**TO DO:** Starting with the opening line of the entries below, transcribe each line exactly up to and including the one that has "Target — roadside vegetation"; pictures are not copied.

**Stored items from a collection:**
───

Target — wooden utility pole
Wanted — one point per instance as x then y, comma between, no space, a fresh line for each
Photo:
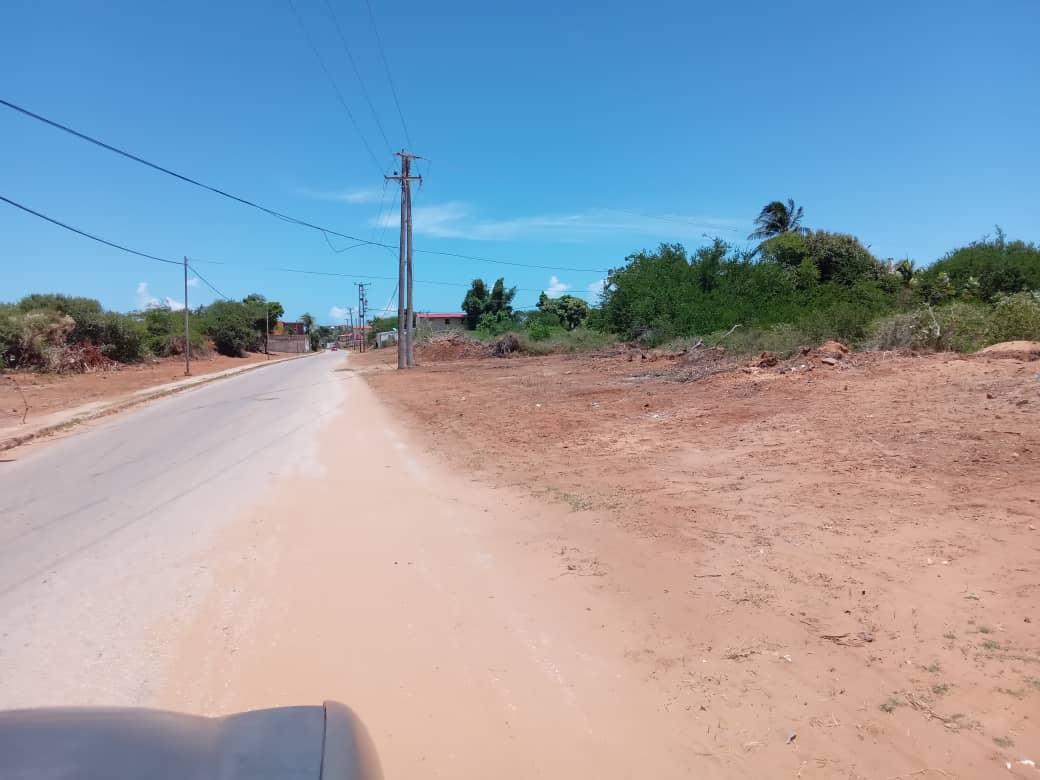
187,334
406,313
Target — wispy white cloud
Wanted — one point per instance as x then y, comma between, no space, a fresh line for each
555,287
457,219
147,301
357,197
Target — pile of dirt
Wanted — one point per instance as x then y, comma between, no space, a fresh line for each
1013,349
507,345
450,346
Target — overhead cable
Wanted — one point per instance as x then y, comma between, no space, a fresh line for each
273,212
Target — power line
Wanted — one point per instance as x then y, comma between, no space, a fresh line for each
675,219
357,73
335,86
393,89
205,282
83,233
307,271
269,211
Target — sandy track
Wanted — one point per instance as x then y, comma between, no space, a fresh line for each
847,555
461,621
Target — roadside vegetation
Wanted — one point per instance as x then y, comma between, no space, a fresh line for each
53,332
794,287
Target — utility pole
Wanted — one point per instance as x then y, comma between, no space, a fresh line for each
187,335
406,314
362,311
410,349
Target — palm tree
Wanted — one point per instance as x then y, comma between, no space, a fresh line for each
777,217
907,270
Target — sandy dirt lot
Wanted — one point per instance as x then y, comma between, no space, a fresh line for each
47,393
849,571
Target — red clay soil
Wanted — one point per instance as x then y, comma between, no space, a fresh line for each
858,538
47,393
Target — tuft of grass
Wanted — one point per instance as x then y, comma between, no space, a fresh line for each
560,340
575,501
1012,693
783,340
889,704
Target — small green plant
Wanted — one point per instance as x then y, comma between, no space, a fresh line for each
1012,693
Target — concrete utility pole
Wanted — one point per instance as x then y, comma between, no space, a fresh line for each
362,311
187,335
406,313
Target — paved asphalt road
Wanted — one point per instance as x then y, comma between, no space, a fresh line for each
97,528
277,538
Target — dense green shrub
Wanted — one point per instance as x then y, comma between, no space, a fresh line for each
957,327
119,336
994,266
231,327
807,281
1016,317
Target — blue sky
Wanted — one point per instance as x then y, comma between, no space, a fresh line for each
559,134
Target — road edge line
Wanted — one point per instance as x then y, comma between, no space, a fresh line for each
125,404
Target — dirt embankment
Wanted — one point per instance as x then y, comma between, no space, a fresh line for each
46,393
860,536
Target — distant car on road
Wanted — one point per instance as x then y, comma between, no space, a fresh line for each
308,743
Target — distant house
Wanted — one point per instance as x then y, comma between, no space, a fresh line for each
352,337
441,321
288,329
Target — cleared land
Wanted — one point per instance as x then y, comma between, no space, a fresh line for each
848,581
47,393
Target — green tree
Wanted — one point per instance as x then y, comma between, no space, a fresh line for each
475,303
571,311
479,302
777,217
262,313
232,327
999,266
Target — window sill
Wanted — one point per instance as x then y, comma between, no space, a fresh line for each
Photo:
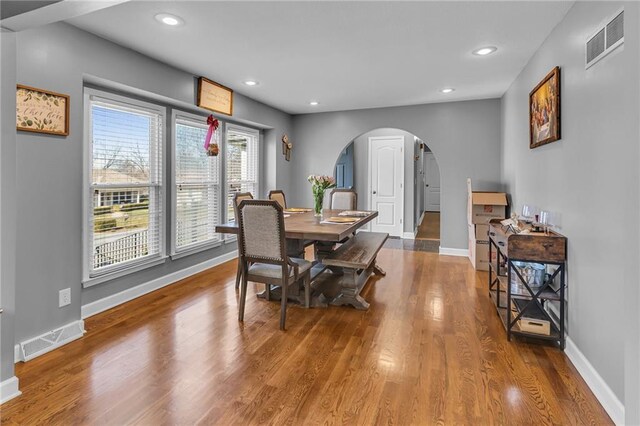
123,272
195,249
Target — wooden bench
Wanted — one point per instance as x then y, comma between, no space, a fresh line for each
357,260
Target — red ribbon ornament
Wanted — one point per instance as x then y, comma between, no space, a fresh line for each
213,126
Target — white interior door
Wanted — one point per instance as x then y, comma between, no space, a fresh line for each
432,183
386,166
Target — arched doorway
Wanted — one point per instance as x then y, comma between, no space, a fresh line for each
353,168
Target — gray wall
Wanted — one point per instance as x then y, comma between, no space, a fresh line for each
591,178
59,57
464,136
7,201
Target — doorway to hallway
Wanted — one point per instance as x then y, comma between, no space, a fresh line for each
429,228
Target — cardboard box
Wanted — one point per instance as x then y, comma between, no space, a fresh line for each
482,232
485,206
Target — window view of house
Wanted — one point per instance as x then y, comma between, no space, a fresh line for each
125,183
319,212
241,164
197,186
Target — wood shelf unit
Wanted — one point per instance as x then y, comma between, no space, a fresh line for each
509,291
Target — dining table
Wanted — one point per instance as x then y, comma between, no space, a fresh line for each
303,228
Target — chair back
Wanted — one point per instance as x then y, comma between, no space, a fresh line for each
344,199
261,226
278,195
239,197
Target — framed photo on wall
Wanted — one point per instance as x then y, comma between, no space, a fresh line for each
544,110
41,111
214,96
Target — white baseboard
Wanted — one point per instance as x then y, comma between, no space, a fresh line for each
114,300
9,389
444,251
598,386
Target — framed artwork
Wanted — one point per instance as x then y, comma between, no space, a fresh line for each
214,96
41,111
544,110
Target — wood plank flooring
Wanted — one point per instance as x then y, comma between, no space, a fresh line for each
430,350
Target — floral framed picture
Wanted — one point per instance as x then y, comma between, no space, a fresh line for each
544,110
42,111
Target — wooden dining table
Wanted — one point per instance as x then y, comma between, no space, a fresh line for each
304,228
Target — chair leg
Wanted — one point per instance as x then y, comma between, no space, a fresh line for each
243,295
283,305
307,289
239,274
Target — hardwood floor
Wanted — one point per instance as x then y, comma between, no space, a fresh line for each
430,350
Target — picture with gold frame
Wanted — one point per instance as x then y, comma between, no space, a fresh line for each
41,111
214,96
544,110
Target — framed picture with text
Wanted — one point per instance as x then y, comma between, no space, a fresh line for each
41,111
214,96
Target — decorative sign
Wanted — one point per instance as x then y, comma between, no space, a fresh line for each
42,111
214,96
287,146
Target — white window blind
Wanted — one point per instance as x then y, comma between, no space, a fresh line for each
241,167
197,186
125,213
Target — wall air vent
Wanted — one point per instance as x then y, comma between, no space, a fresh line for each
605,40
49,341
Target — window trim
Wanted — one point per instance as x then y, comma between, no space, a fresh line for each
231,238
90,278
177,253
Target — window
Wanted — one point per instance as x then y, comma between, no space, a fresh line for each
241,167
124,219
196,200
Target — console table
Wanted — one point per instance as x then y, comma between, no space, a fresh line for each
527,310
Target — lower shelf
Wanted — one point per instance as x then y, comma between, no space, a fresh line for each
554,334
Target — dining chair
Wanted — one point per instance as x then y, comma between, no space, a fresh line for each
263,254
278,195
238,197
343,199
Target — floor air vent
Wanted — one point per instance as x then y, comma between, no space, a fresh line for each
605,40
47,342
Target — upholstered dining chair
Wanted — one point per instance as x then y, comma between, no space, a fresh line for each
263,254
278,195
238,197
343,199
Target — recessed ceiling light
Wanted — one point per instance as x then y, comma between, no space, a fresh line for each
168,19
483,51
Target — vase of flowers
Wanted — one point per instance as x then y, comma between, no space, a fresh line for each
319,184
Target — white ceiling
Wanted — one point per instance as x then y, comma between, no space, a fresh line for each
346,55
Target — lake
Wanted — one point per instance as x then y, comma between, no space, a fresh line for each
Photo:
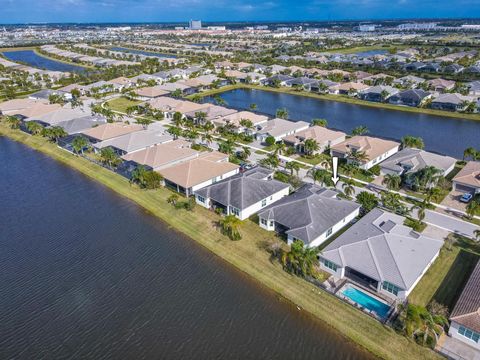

───

**REPLY:**
Target — wooden utility pole
Wanted — one point per instance as x then y, comma between, no space, a fresh line for each
Photo:
187,334
406,313
Target — wispy white cloud
Wanted — one point per instance as x then y, comma between, no space, a fresh line for each
555,287
457,219
147,301
357,197
Target — pile of dirt
Wanted — one point per instance as x then y, comma between, no space, a fresh line for each
1013,349
507,345
450,346
Target — overhead cable
Wanted — one point per instance as x then y, comma between, no space, a fresh line for each
273,212
Target — power line
Wanted — one point per instance as x then y, comma between, no space, a fresh line for each
675,219
357,73
335,86
393,89
205,282
83,233
307,271
269,211
Target — sandy track
Wanted — one point per instance as x then y, comma between, no space, a fresh line for each
847,555
461,621
Target — roadside vegetation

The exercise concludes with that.